■ PASAJE CITADO ■

Escuchar a un testigo, te convierte en testigo.

—Elie Wiesel.

Transformaste mi lamento en danza; me quitaste la ropa de luto y me vestiste de fiesta, para que te cante y te glorifique, y no me quede callado.

—Salmo 30:11-12.

Arbeit macht frei.

—Letrero sobre la entrada a Auschwitz.

Llegamos.

Fuimos porque ir fue preciso.

Necesario.

Indispensable.

Ineludible.

Imposible faltar a celebrar la vida en aquel lugar donde morí más de un millón de veces.

Era una cita pactada hace tres cuartos de siglo.

Auschwitz-Birkenau es un campo dividido en dos. Los separan 3 kilómetros; los une una vía de tren.

Arbet macht frei. El trabajo libera.

A Auschwitz se viene a trabajar, a Birkenau se viene a morir. En Auschwitz no hay cámaras de gas ni crematorios ni fosas comunes. Esas están en Birkenau.

Auschwitz es el campo chico, es donde está la casa de Rudolf Höss, donde viven los oficiales de la SS.

Es también donde todavía está el cadalso, las dobles cercas de púas electrificadas, el pasillo que recorren los guardias y sus perros, las bestias y sus animales.

Es donde están las barracas de piedra que albergan a los presos que aún sirven para trabajar, el lugar donde la muerte se respira en el aire arrastrado por la brisa que llega de Birkenau, de sus chimeneas, de sus crematorios.

Antes de marchar recorremos algunos de los bloques. Vemos las fotografías tomadas por los Nazis para demostrar el buen trabajo que hacían. Las caras aterrorizadas, los cuerpos demacrados, los huesos que se asoman por debajo de la piel y los harapos.

En un bloque vemos pintadas en las paredes réplicas de los dibujos que hacían los niños en Auschwitz y Theresienstadt.

Vemos la industria de la muerte sistematizada. Una montaña de anteojos. Los miles de maletas. Una fosa completa de utensilios de cocina. Una ciudad entera de zapatos apilados. Un depósito de cabello.

Es el tesoro encontrado por los rusos en una bodega del campo. Treinta bodegas más fueron quemadas por los Nazis antes de la liberación.

Es el tesoro que parece decir ‘de algo servirán estos judíos‘. Es la economía de guerra. Todo sirve. Todo abona.

Auschwitz-Birkenau. Birkenau-Auschwitz. La fábrica de muerte. La Marcha de la Vida.

Hoy es la Marcha de la Vida.

Venimos de todos los rincones de la Tierra.

Contingentes de Austria, Argentina, Brazil, Bélgica, Estados Unidos, México, Francia, Sudáfrica, Australia, Israel, Polonia, Alemania, Rusia, Holanda, Chile, Marruecos; se me escapan los lugares de tantos.

Doce mil judíos marcharemos por la vida.

Hay un contingente grande de Japón. Japón, donde no hay ni ha habido presencia judía. Vienen a honrar a uno de los suyos. Chiune Sugihara, el único nipón Justo Entre las Naciones, salvó a seis mil judíos con escudos de papel y tinta. Era vice-cónsul en Lituania y estampó visas incluso en el tren de partida cuando es ordenado por su gobierno a regresar.

■ CONTENIDO DE DATOS ■
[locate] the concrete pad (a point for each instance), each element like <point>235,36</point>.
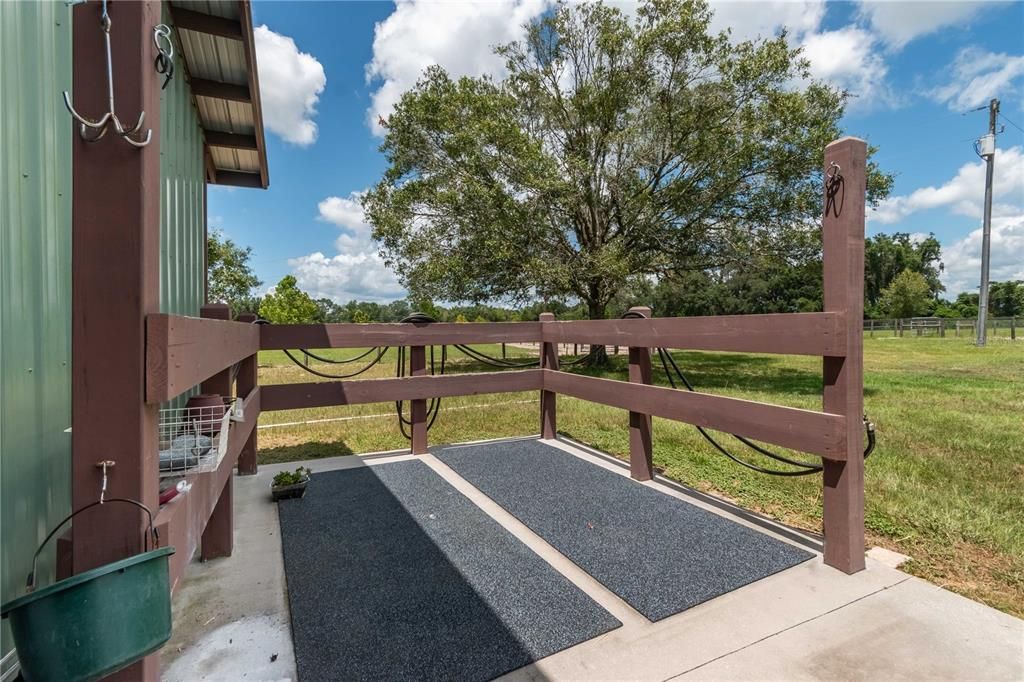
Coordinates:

■ OBJETIVO ■
Contesta según la crónica sobre Auschwitz:
1. ¿Cuántos kilómetros separan Auschwitz de Birkenau?
2. ¿Cuántos judíos marcharán por la vida?
3. ¿A cuántos judíos salvó Chiune Sugihara?

■ RESPUESTA ESPERADA ■
1. 3 kilómetros.
2. Doce mil.
3. Seis mil.